[Dataset rows]
————

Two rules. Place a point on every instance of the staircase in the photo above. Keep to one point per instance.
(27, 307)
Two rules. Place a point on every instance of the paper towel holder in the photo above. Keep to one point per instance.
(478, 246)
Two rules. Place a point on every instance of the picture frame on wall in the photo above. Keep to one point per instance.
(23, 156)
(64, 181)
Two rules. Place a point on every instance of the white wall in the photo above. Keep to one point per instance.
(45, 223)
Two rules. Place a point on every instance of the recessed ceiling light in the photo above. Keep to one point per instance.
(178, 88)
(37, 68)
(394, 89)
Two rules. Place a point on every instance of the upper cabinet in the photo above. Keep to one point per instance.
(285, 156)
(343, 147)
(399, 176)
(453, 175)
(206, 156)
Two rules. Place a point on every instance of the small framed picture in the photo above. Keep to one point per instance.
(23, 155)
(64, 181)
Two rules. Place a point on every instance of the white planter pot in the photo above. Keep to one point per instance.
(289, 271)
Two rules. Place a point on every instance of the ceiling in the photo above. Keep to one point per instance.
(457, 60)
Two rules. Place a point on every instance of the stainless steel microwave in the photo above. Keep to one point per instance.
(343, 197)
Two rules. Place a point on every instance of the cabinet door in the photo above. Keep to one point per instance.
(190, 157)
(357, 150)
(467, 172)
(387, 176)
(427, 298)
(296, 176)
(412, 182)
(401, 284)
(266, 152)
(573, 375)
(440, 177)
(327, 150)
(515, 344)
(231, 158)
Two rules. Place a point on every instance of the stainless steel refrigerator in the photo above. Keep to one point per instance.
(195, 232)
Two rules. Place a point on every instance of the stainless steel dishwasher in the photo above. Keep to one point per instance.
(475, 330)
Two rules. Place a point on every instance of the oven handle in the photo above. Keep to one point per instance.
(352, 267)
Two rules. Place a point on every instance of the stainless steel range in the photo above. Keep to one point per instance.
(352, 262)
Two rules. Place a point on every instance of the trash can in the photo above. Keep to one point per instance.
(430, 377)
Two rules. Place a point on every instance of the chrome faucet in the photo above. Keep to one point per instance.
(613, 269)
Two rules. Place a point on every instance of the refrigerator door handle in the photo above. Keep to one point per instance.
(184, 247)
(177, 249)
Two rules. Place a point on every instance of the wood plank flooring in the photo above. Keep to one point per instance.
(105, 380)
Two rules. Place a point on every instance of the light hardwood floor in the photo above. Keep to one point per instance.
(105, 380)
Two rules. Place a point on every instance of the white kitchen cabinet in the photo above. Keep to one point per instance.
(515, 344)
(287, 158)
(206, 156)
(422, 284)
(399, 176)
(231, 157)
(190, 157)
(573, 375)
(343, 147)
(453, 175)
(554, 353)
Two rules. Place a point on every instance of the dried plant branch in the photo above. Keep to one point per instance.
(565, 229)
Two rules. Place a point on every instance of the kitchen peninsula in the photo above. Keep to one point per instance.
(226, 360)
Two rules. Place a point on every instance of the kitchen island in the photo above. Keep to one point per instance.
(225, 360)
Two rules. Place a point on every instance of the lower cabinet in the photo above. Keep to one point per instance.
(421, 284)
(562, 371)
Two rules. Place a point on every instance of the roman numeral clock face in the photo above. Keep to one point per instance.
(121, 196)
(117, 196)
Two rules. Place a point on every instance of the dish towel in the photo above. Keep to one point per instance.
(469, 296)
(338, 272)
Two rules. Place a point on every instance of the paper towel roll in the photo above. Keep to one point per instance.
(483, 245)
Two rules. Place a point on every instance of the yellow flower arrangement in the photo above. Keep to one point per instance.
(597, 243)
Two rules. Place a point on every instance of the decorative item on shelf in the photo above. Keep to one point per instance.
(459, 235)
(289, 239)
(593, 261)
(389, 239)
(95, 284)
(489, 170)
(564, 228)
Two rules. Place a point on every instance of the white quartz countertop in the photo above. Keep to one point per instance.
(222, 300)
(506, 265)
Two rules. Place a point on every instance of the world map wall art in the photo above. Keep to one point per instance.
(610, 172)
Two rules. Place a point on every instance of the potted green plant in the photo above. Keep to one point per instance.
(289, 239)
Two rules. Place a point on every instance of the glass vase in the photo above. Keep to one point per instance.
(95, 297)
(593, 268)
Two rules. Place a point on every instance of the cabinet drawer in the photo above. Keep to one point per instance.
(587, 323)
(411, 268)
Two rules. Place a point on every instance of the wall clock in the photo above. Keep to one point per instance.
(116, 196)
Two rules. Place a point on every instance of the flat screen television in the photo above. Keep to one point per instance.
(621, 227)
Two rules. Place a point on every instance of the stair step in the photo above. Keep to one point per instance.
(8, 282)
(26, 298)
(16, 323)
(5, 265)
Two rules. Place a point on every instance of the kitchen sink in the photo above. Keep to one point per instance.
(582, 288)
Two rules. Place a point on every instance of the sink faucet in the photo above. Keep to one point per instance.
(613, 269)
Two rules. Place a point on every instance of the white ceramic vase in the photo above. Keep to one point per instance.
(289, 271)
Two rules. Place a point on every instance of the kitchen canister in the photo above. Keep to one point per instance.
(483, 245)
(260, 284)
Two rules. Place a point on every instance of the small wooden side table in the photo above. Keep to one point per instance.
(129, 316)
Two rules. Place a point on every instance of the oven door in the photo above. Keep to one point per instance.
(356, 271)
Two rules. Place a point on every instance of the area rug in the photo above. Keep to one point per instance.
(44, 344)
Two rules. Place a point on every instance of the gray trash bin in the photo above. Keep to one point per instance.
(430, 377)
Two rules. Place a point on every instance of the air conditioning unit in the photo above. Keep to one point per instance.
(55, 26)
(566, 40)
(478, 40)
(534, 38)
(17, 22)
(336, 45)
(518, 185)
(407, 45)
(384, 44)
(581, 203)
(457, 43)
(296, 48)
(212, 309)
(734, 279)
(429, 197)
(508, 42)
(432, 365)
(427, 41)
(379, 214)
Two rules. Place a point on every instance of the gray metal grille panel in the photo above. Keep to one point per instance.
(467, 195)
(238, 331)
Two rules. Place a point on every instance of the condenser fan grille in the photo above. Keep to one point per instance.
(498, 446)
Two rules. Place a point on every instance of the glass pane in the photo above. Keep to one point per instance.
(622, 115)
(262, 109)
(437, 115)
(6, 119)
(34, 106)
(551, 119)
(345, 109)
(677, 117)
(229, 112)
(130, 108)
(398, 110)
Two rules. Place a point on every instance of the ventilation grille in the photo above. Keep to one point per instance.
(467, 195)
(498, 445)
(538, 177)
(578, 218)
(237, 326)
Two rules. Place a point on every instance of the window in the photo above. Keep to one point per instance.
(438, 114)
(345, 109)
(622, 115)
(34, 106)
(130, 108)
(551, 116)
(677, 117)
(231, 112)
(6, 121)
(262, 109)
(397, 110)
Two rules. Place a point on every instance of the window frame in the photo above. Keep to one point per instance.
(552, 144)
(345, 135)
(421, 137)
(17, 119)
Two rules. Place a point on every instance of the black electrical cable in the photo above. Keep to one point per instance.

————

[Problem details]
Turn every line of the listing above into a numbered list, leaving out any blank lines.

[Output of the task]
1. Two rules. Place a point on every instance of the staircase in the photo above. Keep to one point per instance.
2. (27, 307)
3. Two rules. Place a point on every instance of the paper towel holder in the photo above. Keep to one point per instance.
4. (478, 246)
5. Two rules. Place a point on every instance of the picture frame on wall in the photo above. Keep to one point per instance.
6. (23, 156)
7. (64, 181)
8. Two rules. Place a point on every instance of the white wall in the photo above. Keep to one point per instance.
9. (45, 223)
10. Two rules. Place a point on every instance of the recessed ceiling light in the photo above. Keep to one point per instance.
11. (178, 88)
12. (37, 68)
13. (394, 89)
14. Two rules. Place a point on every instance of the upper cabinet in the photo above. Keep to one point per instance.
15. (285, 156)
16. (343, 147)
17. (399, 176)
18. (453, 175)
19. (206, 156)
20. Two rules. Place a point on every instance of the small framed picture in the photo above. Keep to one point per instance.
21. (23, 155)
22. (64, 181)
23. Two rules. Place a point on every instance of the white planter pot in the photo above. Keep to one point per instance.
24. (289, 271)
25. Two rules. Place a point on every instance of the ceiling in the photo above. Keep to one point per instance.
26. (457, 60)
27. Two rules. Place a point on every instance of the stainless steel microwave in the photo above. Keep to one point per instance.
28. (343, 197)
29. Two rules. Place a point on every instance of the cabinet door in the photo above. Keep to one point per instance.
30. (190, 157)
31. (357, 150)
32. (467, 172)
33. (387, 176)
34. (427, 298)
35. (296, 176)
36. (412, 182)
37. (401, 284)
38. (266, 152)
39. (573, 375)
40. (440, 177)
41. (327, 150)
42. (515, 344)
43. (231, 158)
44. Two rules. Place a point on every instance of the stainless steel refrigerator in the photo above. Keep to one point per instance.
45. (195, 232)
46. Two rules. Place a point on every instance of the stainless steel dishwasher in the photo above. Keep to one point per instance.
47. (475, 330)
48. Two rules. Place a point on every instance of the oven handle in the photo above. Keep to one point per instance.
49. (352, 267)
50. Two rules. Place a point on every instance of the stainless steel range in the photo above. Keep to one point per instance.
51. (352, 262)
52. Two rules. Place a point on every instance of the trash can in the photo above. Keep to one point per instance.
53. (430, 377)
54. Two rules. Place a point on every instance of the chrome faucet in the photo above. Keep to one point per instance.
55. (613, 269)
56. Two rules. Place a point on every instance of the refrigerator door handle in the photo above. Keep to one point per instance.
57. (184, 247)
58. (177, 249)
59. Two rules. Place a point on every instance of the wood plank flooring in the photo above. Keep to one point per instance.
60. (105, 380)
61. Two rules. Place a point on every instance of the light hardwood floor in the photo above. Keep to one point per instance.
62. (105, 380)
63. Two rules. Place a point on every instance of the white kitchen cabinet in the photo above. Keep to one point per instance.
64. (515, 344)
65. (287, 158)
66. (206, 156)
67. (422, 284)
68. (399, 176)
69. (231, 157)
70. (190, 157)
71. (573, 375)
72. (343, 147)
73. (453, 175)
74. (554, 353)
75. Two rules. Place a point on every instance of the dried plant branch in the photo above. Keep to one point per instance.
76. (565, 229)
77. Two rules. Place a point on every instance of the kitchen peninsula in the photo above. Keep to one point per instance.
78. (226, 360)
79. Two rules. Place a point on every instance of the kitchen island in the photo above. Keep to one point per instance.
80. (225, 360)
81. Two rules. Place a point on every instance of the lower cabinet in the photo above. Keep to one point per instance.
82. (421, 284)
83. (562, 371)
84. Two rules. Place a point on every instance of the roman numeral clock face in the photo above. Keep to one point per instance.
85. (121, 196)
86. (117, 196)
87. Two rules. Place a point on every instance of the dish towel in the photo above. Keep to one point per instance.
88. (469, 296)
89. (338, 272)
90. Two rules. Place a point on every instance of the paper towel roll in the photo above. Keep to one point per instance.
91. (483, 245)
92. Two rules. Place a point on every instance of the yellow flower arrangement in the photo above. Keep to one point per instance.
93. (597, 243)
94. Two rules. Place a point on every instance of the decorative item on shelf in the photo above. Keep to one point per instance.
95. (459, 235)
96. (289, 239)
97. (593, 261)
98. (389, 239)
99. (95, 284)
100. (489, 170)
101. (564, 228)
102. Two rules. Place a point on every instance of the white quartz countertop in the photo above. Keep to one point per instance.
103. (222, 300)
104. (506, 265)
105. Two rules. Place a point on every instance of the world map wall art in the photo above. Keep to one point per instance.
106. (610, 172)
107. Two rules. Place a point on every instance of the potted green plant in the photo above. Keep to one point per instance.
108. (289, 239)
109. Two rules. Place a point on every instance of the glass vase in the photo above. Keep to one point per instance.
110. (95, 297)
111. (593, 268)
112. Two rules. Place a point on every instance of the cabinet drawer in the photo above. Keep to one point per instance.
113. (587, 323)
114. (411, 268)
115. Two rules. Place a point on every instance of the wall clock in the photo above. Keep to one point per instance.
116. (116, 196)
117. Two rules. Place a point on every instance of the flat screen television in the photo above. Keep to one point per instance.
118. (621, 227)
119. Two rules. Place a point on every instance of the stair step in the photo above. Keep to one point per instance.
120. (8, 282)
121. (26, 298)
122. (16, 323)
123. (5, 265)
124. Two rules. Place a point on every instance of the kitchen sink in the photo above. Keep to one point per instance.
125. (582, 288)
126. Two rules. Place a point on every instance of the sink faucet in the photo above. Keep to one point per instance.
127. (613, 269)
128. Two rules. Place a point on every instance of the white ceramic vase in the photo above. Keep to one point per instance.
129. (289, 271)
130. Two rules. Place a point on every instance of the kitchen canister in the photo above. Keep to one point per instance.
131. (483, 245)
132. (260, 284)
133. Two rules. Place a point on every instance of the small wooden side table in the photo above. Keep to one point per instance.
134. (129, 316)
135. Two rules. Place a point on every instance of the oven door in the photo above. Keep to one point per instance.
136. (356, 271)
137. Two rules. Place a point on every instance of the area rug in the photo above. Keep to one point per instance.
138. (44, 344)
139. Two rules. Place a point on every instance of the gray trash bin in the photo above. Keep to one point per instance.
140. (430, 377)
141. Two rules. Place a point on every instance of the air conditioning unit in the photo above. Keep to one point per instance.
142. (55, 26)
143. (566, 40)
144. (478, 40)
145. (534, 38)
146. (17, 22)
147. (336, 45)
148. (518, 185)
149. (407, 45)
150. (384, 44)
151. (581, 203)
152. (457, 43)
153. (296, 48)
154. (212, 309)
155. (734, 279)
156. (429, 197)
157. (508, 42)
158. (432, 365)
159. (427, 41)
160. (379, 214)
161. Two rules. Place a point on every instance of the gray metal grille panel in the photo above. Keep to one point per instance.
162. (467, 195)
163. (238, 331)
164. Two rules. Place a point on every instance of the condenser fan grille in the photo above. Keep to one point per instance.
165. (498, 446)
166. Two rules. Place a point on every instance of the glass pane in the photo above. Keep to one point per instance.
167. (622, 115)
168. (262, 109)
169. (437, 115)
170. (6, 119)
171. (34, 106)
172. (551, 119)
173. (345, 109)
174. (677, 117)
175. (229, 112)
176. (130, 108)
177. (398, 110)
178. Two rules. Place a point on every instance of the ventilation grille in the photo above. Keep to one point per instance.
179. (467, 195)
180. (498, 445)
181. (538, 177)
182. (578, 218)
183. (237, 326)
184. Two rules. Place a point on every instance of the window in the photo above. Keep to one point per instance.
185. (438, 114)
186. (345, 109)
187. (622, 115)
188. (34, 106)
189. (130, 108)
190. (551, 116)
191. (677, 117)
192. (231, 112)
193. (6, 121)
194. (262, 109)
195. (397, 110)
196. Two rules. Place a point on every instance of the window frame in the photo above. Keep to one point per instance.
197. (552, 144)
198. (345, 135)
199. (421, 137)
200. (17, 119)
201. Two rules. Place a point on every instance of the black electrical cable in the photo above. Keep to one point per instance.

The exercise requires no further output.